## DIRECTIONS FOR THIS TASK
Everything from the line containing "Objective — for every instance of the building" through the last line of the records below should be printed exactly, please, and nothing else.

-- start DATASET --

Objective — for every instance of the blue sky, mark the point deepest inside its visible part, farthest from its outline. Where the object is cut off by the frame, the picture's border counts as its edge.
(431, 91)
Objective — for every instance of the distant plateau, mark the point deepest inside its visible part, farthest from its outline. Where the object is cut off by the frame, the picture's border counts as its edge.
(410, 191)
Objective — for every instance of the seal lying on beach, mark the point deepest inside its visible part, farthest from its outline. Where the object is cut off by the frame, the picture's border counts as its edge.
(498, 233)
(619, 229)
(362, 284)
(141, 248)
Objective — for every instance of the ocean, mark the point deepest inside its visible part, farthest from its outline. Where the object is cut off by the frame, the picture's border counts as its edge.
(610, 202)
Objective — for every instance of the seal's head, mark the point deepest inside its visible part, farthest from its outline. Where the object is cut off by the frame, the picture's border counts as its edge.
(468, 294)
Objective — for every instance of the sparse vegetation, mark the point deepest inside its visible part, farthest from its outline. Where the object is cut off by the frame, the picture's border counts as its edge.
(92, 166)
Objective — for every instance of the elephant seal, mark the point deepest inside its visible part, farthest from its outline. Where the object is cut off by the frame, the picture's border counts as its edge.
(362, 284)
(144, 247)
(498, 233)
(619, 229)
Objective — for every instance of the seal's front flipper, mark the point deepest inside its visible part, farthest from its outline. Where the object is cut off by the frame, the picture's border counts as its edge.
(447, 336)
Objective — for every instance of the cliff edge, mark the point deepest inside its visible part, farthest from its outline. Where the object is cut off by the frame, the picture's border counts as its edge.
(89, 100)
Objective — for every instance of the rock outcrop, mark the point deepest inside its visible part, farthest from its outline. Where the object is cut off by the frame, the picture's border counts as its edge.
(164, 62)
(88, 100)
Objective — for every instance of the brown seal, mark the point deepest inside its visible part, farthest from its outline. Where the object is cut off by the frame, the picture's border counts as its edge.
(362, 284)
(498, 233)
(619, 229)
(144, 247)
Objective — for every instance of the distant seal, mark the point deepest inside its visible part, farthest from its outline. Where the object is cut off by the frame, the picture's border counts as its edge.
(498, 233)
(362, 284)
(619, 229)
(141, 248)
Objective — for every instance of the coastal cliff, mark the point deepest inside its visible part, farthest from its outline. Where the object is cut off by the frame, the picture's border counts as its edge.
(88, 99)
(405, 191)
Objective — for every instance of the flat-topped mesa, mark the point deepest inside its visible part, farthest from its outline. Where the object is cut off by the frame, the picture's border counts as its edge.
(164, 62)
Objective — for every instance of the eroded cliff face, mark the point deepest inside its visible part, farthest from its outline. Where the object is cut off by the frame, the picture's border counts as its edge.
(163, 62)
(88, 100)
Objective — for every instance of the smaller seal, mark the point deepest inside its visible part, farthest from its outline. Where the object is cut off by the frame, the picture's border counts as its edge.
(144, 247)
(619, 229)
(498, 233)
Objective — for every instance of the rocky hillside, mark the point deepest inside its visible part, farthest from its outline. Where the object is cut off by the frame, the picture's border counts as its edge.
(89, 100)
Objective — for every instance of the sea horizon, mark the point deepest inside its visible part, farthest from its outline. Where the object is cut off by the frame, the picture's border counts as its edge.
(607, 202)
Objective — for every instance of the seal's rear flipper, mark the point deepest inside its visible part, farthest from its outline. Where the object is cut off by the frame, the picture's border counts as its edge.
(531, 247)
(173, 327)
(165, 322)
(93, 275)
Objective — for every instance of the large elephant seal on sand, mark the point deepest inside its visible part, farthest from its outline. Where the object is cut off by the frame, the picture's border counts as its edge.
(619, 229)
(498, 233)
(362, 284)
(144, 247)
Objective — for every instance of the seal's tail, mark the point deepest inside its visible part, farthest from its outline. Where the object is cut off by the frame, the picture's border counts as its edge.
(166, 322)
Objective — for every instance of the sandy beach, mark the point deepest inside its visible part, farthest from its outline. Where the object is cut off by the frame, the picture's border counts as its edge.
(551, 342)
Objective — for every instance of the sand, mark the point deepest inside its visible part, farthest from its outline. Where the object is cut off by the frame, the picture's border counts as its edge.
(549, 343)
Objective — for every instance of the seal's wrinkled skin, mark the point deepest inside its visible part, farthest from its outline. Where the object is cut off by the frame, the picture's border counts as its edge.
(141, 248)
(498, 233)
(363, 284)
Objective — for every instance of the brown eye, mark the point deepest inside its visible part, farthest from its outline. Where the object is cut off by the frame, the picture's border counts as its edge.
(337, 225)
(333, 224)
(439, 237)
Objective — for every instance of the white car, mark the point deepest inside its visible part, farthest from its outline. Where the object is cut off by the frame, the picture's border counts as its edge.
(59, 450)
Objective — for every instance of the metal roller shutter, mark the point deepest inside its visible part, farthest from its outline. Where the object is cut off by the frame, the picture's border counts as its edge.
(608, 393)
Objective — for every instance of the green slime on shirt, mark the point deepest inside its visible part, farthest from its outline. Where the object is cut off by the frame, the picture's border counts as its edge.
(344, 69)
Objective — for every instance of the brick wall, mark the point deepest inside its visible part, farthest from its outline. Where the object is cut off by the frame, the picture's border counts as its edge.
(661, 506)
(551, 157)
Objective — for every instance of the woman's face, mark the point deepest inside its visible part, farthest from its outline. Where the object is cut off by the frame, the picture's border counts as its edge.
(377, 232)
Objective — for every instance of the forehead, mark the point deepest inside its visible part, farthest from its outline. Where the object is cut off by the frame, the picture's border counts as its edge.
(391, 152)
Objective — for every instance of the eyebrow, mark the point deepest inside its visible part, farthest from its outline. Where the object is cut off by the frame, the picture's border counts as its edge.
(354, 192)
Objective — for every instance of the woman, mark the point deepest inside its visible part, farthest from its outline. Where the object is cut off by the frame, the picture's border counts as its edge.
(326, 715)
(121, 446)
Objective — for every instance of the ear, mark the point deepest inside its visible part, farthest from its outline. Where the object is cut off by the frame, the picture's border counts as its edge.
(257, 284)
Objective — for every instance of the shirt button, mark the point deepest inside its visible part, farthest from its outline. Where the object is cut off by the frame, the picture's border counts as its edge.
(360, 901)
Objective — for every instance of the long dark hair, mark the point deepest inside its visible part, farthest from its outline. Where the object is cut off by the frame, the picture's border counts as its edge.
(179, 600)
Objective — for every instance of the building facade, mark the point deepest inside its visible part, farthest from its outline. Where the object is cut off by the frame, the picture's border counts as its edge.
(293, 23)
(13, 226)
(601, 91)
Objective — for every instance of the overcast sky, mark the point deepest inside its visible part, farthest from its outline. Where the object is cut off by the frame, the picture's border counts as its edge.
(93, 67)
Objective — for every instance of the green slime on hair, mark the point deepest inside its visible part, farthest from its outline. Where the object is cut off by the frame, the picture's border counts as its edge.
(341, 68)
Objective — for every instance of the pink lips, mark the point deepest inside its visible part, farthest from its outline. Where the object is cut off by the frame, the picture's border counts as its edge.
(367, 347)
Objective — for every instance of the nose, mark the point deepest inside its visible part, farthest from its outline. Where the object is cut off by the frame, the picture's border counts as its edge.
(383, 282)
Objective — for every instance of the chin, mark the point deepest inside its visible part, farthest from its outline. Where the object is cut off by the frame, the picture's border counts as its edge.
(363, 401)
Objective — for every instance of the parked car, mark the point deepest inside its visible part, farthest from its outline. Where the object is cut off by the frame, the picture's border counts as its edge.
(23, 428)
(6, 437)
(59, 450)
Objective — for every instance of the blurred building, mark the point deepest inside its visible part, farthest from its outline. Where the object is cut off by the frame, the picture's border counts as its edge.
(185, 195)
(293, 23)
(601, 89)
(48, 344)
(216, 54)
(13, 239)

-- end DATASET --

## EXPECTED ANSWER
Objective — for every instance of the building facade, mark the point deepest inside its visible part, farthest from its outline. Where the object is cut off by the frame, the picture's border counts as its edge.
(293, 23)
(13, 226)
(601, 91)
Objective — for every instance of the overcast sky, mark the point deepest inside its visible part, farthest from its outline. Where the object is cut off by the frame, the picture's border counts as its edge.
(93, 67)
Objective — for every instance of the green slime on hair, mark the point deepest inside its visible part, farthest from its outline. Where the object is cut off by the frame, the picture's border counts as its edge.
(341, 68)
Objective — for every instance of the pink lips, mark the point deepest inside its visible part, farthest from its outline. Where the object is cut off by the frame, the picture's border counts as its edge.
(367, 347)
Objective — for every instance of the nose, mark the point deepest inside its visible part, farthest from its outline. Where the object is cut off by the frame, the picture's border counts as its edge.
(383, 282)
Objective — for every instance of the chin, mark the point deepest inside its visible part, farthest from its outline. Where the object is cut off by the frame, the picture's border counts as its edge.
(363, 401)
Objective — for every instance of the parked car, mark the point deepest inside its visible part, farthest from its outline. Where the object is cut off by the frame, the picture's border counts as its edge.
(23, 428)
(6, 437)
(59, 450)
Objective — for every instance of the blurred building, mark the point deepest inside its visible part, farthest from its outline. Where the object is cut off by the frame, the picture's border counts as its edge.
(185, 195)
(293, 23)
(601, 89)
(48, 344)
(216, 54)
(13, 239)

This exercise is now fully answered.